→ **WHAT THIS TASK INVOLVES**: Convert every line of the items below into a Markdown table with the columns Number and Line, giving each line its own row number. Leave out blank lines.

→ **EXERCISE MATERIALS**:

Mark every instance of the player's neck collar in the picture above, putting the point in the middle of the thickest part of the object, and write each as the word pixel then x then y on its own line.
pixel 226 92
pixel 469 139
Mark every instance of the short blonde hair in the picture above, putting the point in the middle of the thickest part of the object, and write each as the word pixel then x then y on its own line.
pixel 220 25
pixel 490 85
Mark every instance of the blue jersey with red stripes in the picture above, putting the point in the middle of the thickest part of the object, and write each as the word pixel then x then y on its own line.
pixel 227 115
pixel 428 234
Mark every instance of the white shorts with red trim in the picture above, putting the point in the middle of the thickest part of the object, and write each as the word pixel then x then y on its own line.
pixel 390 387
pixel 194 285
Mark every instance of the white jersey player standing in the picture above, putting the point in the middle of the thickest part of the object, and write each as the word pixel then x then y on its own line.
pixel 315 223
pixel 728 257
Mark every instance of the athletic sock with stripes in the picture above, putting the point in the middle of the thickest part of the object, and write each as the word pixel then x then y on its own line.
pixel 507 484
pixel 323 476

→ **WRITTEN RESPONSE**:
| Number | Line |
|---|---|
| 1 | Mark every instance of the player's neck collar in the picture above, putting the point in the middle of the thickest part of the object, and write each as the word pixel then x then y on its own line. |
| 2 | pixel 226 92 |
| 3 | pixel 469 139 |
| 4 | Mark every instance of the short blonde hair in the picture above, putting the point in the middle of the thickest part of the object, and write each as the word pixel then x then y on its own line. |
| 5 | pixel 220 25 |
| 6 | pixel 490 85 |
| 7 | Mark every instance of the blue jersey with red stripes in the picture above, putting the point in the middle of the thickest part of the object, and write each as the word pixel then x then y on its own line. |
| 8 | pixel 227 115 |
| 9 | pixel 428 234 |
| 10 | Mark every instance of the white shorts with red trim in the picture above, putting the point in the middle of the thickest part of the object, and write each as the word pixel then x then y on its own line. |
| 11 | pixel 390 387 |
| 12 | pixel 194 285 |
| 13 | Mark every instance of the white jersey player standing in the picture above, putting the point in the middle of the thickest part of the object, and write each as the word pixel then x then y on its own line. |
| 14 | pixel 315 223 |
| 15 | pixel 728 257 |
| 16 | Mark every instance of the athletic sock with stripes in the picture above, putting the point in the middle of the thickest part of the object, and write each as the word pixel then x then y on its own line. |
| 17 | pixel 507 484 |
| 18 | pixel 323 476 |